### [TASK DETAILS]
Copy nothing but the text: repeat each entry exactly and drop the images.
■ ■ ■ ■ ■ ■ ■
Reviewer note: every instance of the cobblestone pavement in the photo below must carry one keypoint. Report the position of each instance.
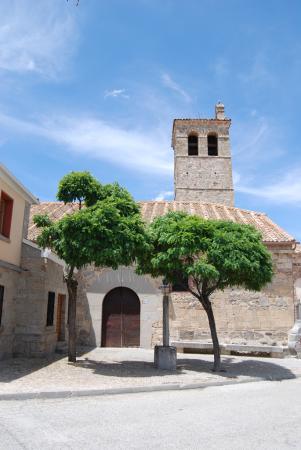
(104, 368)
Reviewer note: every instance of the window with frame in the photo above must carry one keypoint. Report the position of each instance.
(1, 302)
(50, 309)
(193, 145)
(212, 145)
(6, 213)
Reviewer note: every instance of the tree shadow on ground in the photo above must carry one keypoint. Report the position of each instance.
(18, 367)
(232, 369)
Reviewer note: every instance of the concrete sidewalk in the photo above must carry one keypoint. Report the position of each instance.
(112, 371)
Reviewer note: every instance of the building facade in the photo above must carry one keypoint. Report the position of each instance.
(15, 201)
(118, 308)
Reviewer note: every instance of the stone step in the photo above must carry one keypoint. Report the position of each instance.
(275, 351)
■ ■ ■ ■ ■ ■ ■
### [WRITTEN ANSWER]
Reviewer note: every instance of the cobblestone pavement in the photo below must carry one keypoint. Report the position of each instance.
(104, 368)
Reviewer note: every instance of the window with frame in the photo above must carry one keypoint. Report the position of each instance.
(1, 302)
(50, 309)
(193, 145)
(212, 145)
(6, 213)
Reviewer note: every instance of the tree shadow on ground in the photo above must carry one keypoint. Report the position of each instance.
(18, 367)
(232, 369)
Reviewer note: every instance of the concrete sidewalk in the photo above must carry one keypoint. Report the position of each instance.
(112, 371)
Reviewer note: every instance of the building facade in the photo above must carry one keypoint. Report the position of each instance.
(15, 201)
(118, 308)
Reviewer note: every instance of the stone step in the photo above must carry one keypoint. Report the position of each instance.
(275, 351)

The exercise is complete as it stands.